### WHAT YOU HAVE TO DO
Go through the entries below. Copy out every line that contains "black".
[Opening SUPPLIED RECORDS section]
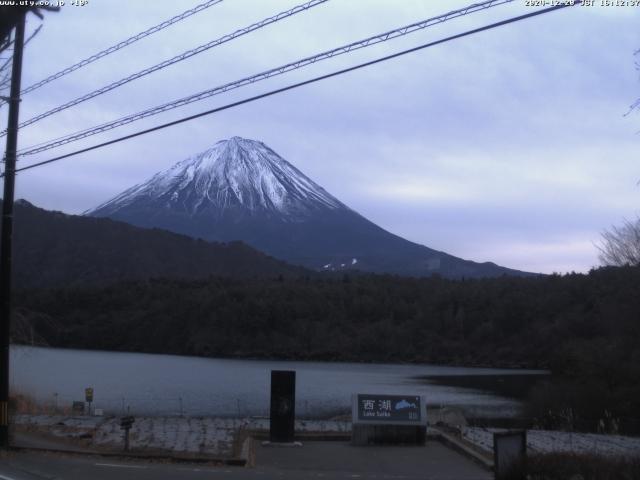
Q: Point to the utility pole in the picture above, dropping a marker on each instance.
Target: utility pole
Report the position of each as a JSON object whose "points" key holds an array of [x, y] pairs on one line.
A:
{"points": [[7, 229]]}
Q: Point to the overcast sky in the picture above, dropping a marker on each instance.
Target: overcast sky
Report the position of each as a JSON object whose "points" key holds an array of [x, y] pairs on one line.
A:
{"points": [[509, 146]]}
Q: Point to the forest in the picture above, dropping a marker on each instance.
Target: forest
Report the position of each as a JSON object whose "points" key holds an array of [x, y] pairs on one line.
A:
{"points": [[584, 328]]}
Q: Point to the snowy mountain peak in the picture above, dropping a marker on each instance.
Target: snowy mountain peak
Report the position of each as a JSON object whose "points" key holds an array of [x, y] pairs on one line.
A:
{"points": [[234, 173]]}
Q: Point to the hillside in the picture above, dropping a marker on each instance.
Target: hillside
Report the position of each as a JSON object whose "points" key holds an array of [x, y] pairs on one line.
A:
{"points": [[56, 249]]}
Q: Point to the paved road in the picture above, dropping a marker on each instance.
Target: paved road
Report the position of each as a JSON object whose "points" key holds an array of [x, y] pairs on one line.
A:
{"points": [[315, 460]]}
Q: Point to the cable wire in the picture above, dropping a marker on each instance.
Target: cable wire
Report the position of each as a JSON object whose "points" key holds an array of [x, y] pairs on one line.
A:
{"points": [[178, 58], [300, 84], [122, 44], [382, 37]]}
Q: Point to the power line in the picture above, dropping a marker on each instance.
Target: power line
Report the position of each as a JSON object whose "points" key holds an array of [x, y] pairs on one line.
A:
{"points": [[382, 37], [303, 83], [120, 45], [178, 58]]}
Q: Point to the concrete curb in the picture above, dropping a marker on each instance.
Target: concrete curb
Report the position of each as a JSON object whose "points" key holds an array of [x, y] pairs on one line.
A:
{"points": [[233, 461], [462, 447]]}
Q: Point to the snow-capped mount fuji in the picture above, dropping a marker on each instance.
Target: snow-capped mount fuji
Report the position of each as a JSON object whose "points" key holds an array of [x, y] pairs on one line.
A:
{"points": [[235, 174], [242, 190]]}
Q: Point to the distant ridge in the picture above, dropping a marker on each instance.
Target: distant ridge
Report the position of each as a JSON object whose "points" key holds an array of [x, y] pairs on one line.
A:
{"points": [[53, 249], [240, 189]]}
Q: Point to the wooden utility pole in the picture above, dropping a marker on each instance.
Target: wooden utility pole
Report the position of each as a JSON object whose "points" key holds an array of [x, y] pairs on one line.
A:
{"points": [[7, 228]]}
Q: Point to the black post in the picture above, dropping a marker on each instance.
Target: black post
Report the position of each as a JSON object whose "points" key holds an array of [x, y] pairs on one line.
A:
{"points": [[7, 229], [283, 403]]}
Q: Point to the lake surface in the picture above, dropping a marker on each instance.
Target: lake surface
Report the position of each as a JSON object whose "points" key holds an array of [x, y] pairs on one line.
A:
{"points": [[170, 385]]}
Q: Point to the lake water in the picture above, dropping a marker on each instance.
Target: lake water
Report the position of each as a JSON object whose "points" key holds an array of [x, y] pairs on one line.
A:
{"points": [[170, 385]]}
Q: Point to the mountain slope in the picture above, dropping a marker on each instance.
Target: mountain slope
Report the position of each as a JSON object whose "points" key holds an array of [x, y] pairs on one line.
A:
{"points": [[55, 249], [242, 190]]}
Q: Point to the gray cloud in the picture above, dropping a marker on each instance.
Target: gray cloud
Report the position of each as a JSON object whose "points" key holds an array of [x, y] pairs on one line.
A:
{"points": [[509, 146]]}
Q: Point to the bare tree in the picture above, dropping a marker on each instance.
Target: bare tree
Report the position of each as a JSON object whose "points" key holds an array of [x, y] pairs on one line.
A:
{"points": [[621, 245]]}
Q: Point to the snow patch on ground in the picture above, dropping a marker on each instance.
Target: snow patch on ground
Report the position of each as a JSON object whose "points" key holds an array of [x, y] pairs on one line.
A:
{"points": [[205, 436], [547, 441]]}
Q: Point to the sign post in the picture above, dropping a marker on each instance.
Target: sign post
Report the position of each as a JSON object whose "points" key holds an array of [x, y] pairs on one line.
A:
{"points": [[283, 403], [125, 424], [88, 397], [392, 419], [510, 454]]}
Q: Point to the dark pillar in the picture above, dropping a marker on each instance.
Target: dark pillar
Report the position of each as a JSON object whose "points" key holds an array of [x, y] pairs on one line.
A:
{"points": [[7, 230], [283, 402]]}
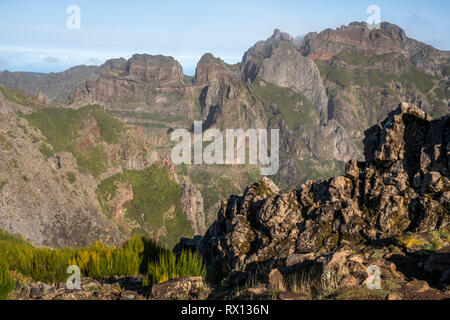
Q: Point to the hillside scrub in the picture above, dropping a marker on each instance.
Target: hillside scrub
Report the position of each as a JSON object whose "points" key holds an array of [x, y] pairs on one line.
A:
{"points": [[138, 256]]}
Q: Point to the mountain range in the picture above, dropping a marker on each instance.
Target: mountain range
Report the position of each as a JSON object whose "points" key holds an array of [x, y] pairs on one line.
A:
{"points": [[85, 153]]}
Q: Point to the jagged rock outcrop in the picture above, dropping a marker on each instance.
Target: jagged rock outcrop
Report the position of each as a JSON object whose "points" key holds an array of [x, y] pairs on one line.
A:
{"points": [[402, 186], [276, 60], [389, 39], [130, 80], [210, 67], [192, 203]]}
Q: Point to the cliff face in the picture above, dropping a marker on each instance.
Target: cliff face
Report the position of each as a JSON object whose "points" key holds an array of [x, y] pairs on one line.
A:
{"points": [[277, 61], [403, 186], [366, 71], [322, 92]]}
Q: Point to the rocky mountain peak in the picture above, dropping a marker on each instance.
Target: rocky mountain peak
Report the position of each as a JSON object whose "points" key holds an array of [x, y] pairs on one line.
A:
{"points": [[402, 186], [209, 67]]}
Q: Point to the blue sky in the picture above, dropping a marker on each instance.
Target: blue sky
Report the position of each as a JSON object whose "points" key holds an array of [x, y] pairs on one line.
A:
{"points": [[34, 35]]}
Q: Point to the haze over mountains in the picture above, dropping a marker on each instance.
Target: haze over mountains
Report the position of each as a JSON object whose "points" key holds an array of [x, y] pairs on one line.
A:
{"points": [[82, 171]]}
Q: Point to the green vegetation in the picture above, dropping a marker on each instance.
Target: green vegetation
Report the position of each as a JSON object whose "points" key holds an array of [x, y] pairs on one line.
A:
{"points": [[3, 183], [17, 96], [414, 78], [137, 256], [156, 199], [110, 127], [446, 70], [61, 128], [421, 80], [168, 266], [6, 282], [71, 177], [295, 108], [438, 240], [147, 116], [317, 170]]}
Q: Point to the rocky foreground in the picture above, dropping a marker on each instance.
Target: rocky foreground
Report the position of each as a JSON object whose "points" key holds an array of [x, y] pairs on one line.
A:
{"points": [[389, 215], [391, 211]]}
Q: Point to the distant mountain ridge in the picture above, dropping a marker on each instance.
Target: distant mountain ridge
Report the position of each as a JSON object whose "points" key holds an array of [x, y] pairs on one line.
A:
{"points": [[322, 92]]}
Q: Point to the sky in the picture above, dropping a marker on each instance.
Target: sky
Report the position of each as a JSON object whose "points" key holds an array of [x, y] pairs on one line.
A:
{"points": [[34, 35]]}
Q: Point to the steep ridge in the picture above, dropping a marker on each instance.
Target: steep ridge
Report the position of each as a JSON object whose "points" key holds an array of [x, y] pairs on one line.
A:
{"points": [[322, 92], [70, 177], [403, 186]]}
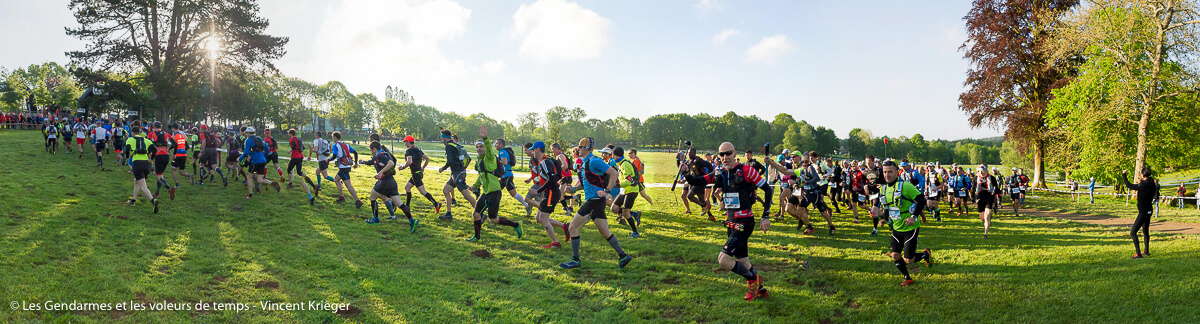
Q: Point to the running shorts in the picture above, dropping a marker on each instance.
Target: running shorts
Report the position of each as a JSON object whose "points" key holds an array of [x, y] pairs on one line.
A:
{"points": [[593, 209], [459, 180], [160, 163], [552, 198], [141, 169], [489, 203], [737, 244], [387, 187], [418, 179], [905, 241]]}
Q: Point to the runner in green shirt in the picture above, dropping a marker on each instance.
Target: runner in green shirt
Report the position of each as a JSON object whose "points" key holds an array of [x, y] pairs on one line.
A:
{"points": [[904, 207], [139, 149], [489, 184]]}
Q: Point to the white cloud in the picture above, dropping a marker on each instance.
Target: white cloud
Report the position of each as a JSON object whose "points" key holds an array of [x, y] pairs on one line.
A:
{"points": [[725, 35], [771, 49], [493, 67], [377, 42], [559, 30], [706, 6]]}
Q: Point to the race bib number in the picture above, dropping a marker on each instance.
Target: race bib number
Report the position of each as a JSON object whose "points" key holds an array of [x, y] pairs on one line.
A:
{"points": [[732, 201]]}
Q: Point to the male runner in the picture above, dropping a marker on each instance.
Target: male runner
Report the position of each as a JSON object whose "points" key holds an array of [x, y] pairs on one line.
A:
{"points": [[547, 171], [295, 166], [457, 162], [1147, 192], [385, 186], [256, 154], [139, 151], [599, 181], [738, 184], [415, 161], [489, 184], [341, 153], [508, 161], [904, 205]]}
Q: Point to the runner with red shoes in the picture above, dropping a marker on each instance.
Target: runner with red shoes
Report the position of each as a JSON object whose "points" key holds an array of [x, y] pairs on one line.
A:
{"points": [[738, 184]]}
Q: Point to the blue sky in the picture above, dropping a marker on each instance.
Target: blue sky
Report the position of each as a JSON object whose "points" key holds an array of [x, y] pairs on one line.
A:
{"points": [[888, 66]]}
[Closing SUPPLIED RECORDS section]
### WRITTEN RESPONSE
Q: Point to the black post in the picture above, dropping a marker on each instance.
Target: black post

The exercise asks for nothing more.